#### Stated exercise:
For each of the three statements, say whether the text below on WRF model testing at NCEP supports it, answering yes or no and quoting the words of the text that settle it. 1. Tom Black's conversion of the hydrostatic Meso Eta to the WRF increased runtime by 4.5%. 2. AFWA has begun testing the Eulerian prototype with a pressure coordinate. 3. The warm season for the retrospective case studies runs from mid-August to mid-September 2000.

— START OF Document segment —

Pre-implementation Strategy for WRF Model Testing at NCEP has as its initial goal to perform clean, unambiguous comparisons between operational Meso and operational Meso using WG2's layered parallel WRF design. This will entail converting the existing highly parallel and highly efficient operational Meso Model code into the layered WRF modeling infrastructure which will immerse NCEP (Tom Black) in layered WRF infrastructure. With the runs producing identical answers, we can compare computer performance on current operational machine. If a significant performance penalty is measured, then redesign of the WRF might be called for. If no penalty is measured, then NCEP can immediately implement the layered WRF model design in operations for both nested & continental Meso runs making subsequent testing of replacement WRF components both clean and unambiguous. Tom Black has completed the conversion of the current hydrostatic Meso Eta to the WRF and found only a 4.5% increase in runtime (both 80 km and 22 km version yielded similar results).

AFWA has begun testing the Eulerian prototype with height coordinate. FSL has begun planning with NCEP for the transition of the hourly rapid update cycle from the RUC model to the WRF model under FAA auspices.

Plans for Research and Development

Pre-implementation Strategy for WRF Model Testing at NCEP has as its second goal to perform clean, unambiguous comparisons between operational Meso and WRF prototypes. These tests will focus on accuracy and reliability (varying run times and code robustness). Compare forecast performance of WRF prototypes vs operations with both being run within the WRF modeling infrastructure. These will emphasize REAL-DATA retrospective case studies - current cold season is period is February - early March 2001 and the warm season is mid-August to mid- September 2000. These are coordinated through WG7 and will include both small- and large-domain capabilities examined for nested and continental requirements of NCEP operations.

— END OF Document segment —
— START OF Extracted material —

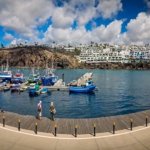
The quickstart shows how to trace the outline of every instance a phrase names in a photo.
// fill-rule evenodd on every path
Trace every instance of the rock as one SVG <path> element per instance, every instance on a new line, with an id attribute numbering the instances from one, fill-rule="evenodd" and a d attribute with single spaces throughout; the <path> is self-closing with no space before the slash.
<path id="1" fill-rule="evenodd" d="M 0 65 L 10 67 L 49 67 L 52 63 L 55 68 L 77 68 L 79 63 L 71 55 L 54 52 L 38 46 L 16 47 L 0 50 Z"/>

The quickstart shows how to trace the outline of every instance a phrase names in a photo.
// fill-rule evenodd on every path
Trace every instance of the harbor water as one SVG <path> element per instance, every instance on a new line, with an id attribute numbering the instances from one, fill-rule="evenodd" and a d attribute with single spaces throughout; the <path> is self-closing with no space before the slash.
<path id="1" fill-rule="evenodd" d="M 12 69 L 17 70 L 17 69 Z M 20 69 L 25 76 L 30 69 Z M 43 72 L 43 70 L 39 70 Z M 29 97 L 28 91 L 11 93 L 0 91 L 0 108 L 23 115 L 36 115 L 37 103 L 42 101 L 45 117 L 49 117 L 49 105 L 53 101 L 57 118 L 96 118 L 128 114 L 150 109 L 150 71 L 131 70 L 56 70 L 66 83 L 86 72 L 93 72 L 97 90 L 91 94 L 70 94 L 68 91 L 51 91 L 37 97 Z"/>

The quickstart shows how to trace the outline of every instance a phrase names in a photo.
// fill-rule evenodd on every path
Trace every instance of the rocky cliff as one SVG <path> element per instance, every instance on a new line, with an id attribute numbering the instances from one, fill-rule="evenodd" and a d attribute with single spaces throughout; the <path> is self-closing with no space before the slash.
<path id="1" fill-rule="evenodd" d="M 45 47 L 26 46 L 0 49 L 0 65 L 10 67 L 45 67 L 46 64 L 55 68 L 77 68 L 79 63 L 71 55 L 55 52 Z"/>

— END OF Extracted material —

#### Exercise response:
1. Yes: "found only a 4.5% increase in runtime"
2. No: "AFWA has begun testing the Eulerian prototype with height coordinate."
3. Yes: "the warm season is mid-August to mid- September 2000"